§ **Reading text**:
The toolkit next lays out the functional needs of the various arts. Assessing existing and potential resources to meet these needs is important to successful projects. If, for example, a community has an old, underutilized movie theater, then performance arts might be worth incorporating into the plan.

Secondary functional needs usually include affordable art production space and housing, especially for younger artists. Live/work quarters relieve artists from paying for separate space to practice their craft. For arts with a retail component, arts incubator spaces, often operated and maintained by a local arts organization, can augment artist incomes.

While economic development and neighborhood revitalization are among the notable positive results of encouraging arts and culture, there may be secondary impacts, particularly on adjacent and nearby properties and on inhabitants of residential areas. Turning that old movie theater into a live performance venue can deliver noise, traffic, late-night crowds, and some boozy behaviors. Acknowledging potential impacts on the front end, selecting the appropriate setting — such as commercial or mixed use areas — for higher impact arts activities, and developing regulations to mitigate impacts forestalls future conflicts.

"It's easier to be up front with impacts and regulations, so property owners, residents, and artists all know what they're buying into," says Strungys. "For example, you can address noise with hours of operation and closed window requirements, but only if everyone acknowledges that noise could be an issue and that all have to play by the rules."

§ **Directives**:
**A.** In the arts planning passage, why does Strungys say it is easier to be up front about impacts and regulations?
**B.** Pick up the arts planning passage after its last sentence and continue it.

§ **Data shown**:
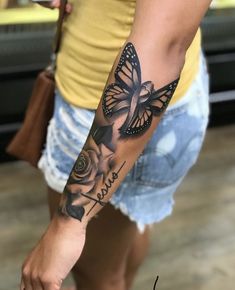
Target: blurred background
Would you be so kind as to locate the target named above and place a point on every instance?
(192, 249)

§ **Answer list**:
**A.** Being up front lets property owners, residents, and artists all know what they're buying into. Measures such as hours of operation and closed window requirements can address noise only if everyone acknowledges that noise could be an issue and that all have to play by the rules.

**B.**
After goals have been established, the assessment phase identifies what is currently working for and against these goals. The most obvious "against" are regulatory roadblocks to certain arts-related land uses and activities in the form of zoning, building codes, health department rules, and nuisance ordinances.

Strategies to negotiate these barriers must be developed and implemented. To this end, the toolkit offers a glossary of model regulatory language for arts and culture ordinances, standards for uses to mitigate impacts, and guidance on constructing an arts district, whether through a zoning overlay or base zoning. The toolkit points out, however, what regulations can and can't do.

"Zoning sets the table and municipalities invite the guests," explains Strungys. "Zoning regulations can allow certain development types, such as smaller residential units. But development won't necessarily occur due to regulations alone. To push development you need marketing and incentives: reduced parking requirements, density bonuses, tax credits, and programs like TIF [tax increment financing], PILOT [payment in lieu of taxes], and BIDs [business improvement districts]."

Making Space to Create in Colorado

In June 2015, Colorado Gov. John Hickenlooper announced the launch of Space to Create Colorado, the first statewide initiative in the U.S. to provide affordable housing and workspace for artists and arts organizations. The initiative will target rural, small-town, and mountain communities, many of which are still struggling with high unemployment. As part of the program, nine projects will be developed in eight regions across the state over the next eight years.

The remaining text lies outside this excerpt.